**PAGE EXTRACT**
Dependability addresses the notion of replicability and defines it as "stability after discounting ... conscious and unpredictable (but rational and logical) changes" (Guba & Lincoln, 1981, p. 247) in findings during repetitions of the study. Confirmability relates to objectivity and is measured in quantitative content analysis by assessing inter-rater reliability. In qualitative research findings are confirmed by looking at the data, not the researcher(s), to determine if the data support the conclusions. The important criterion is not numeric correspondence between coders but conceptual consistency between observation and conclusion.
Method of Analysis
Analysis is integrated into coding much more in qualitative content analysis than in quantitative content analysis. The emphasis is always on answering the research questions but considering as well any transformations that the initial foreshadowing questions may have undergone during the coding or any new questions or themes that emerge during the coding. Often the result of qualitative analysis is a composite picture of the phenomenon being studied. The picture carefully incorporates the context, including the population, the situation(s), and the theoretical construct. The goal is to depict the "big picture" of a given subject, displaying conceptual depth through thoughtful arrangement of a wealth of detailed observations.
In presenting the results the researcher may use numbers and/or percentages, either in simple tabulations or in cross-tabulations to show relationships, but he may also rely simply on the gradual accretion of details within his textual presentation without resort to numbers. Often the analysis results in both graphic and tabular presentation of models elicited during the analysis. Wang and White (1999), for example, present a graphic model of document use at three different stages in a research project, showing the criteria and decision rules the researchers applied at each stage (see Figure 6, p. 109). This table incorporates data from a previous study, which covered the first stage (Wang & Soergel, 1998), and is supported in the second study by data in Tables 2 and 4 (Wang & White 1999, pp. 104, 107, respectively) for criteria and decision rules in the second and third stages, respectively. The tables present, for each criterion and decision rule, the number of users mentioning each and the number of documents about which they were mentioned.
The text may be a narrative of findings about the phenomenon being studied with quotations to illustrate the conclusions. In the same study, for example, the authors refer to the participants' use of reputation as a criterion in determining relevance:
Participants comment on whether or not the document is written by a reputable author or organization or published in a reputable journal. An example related to the document's author is "It is by a very minor person, X; Y [co-author] is a little better known than X. I know them by reputation. I don't know them personally." Another example comments on the authority of the publisher or the author's affiliation: "I was looking for something which wouldn't have a bias. The World Bank is accepted by all countries. We already know that the World Bank is very involved in sending technical support or funding for such projects" (Wang & White, 1999, p. 105).
Ahuvia (2001) suggests that reviewers can better judge the confirmability or public credibility of a qualitative content analysis if the researcher submits his original data set, codings, and justification for particular codes if necessary along with a manuscript. In a published study, the data, or at least a random subset, can be included as an appendix.

**DATA BLOCK**

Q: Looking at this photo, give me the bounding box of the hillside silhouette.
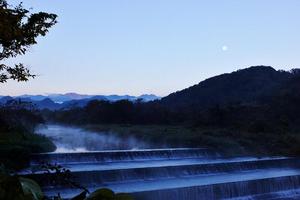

**PROBLEM TO WORK ON**
Could you return, word for word, the stretch of the qualitative content analysis passage above that begins at "Ahuvia (2001) suggests" and stops after "as an appendix."?

**WRITTEN ANSWER**
Ahuvia (2001) suggests that reviewers can better judge the confirmability or public credibility of a qualitative content analysis if the researcher submits his original data set, codings, and justification for particular codes if necessary along with a manuscript. In a published study, the data, or at least a random subset, can be included as an appendix.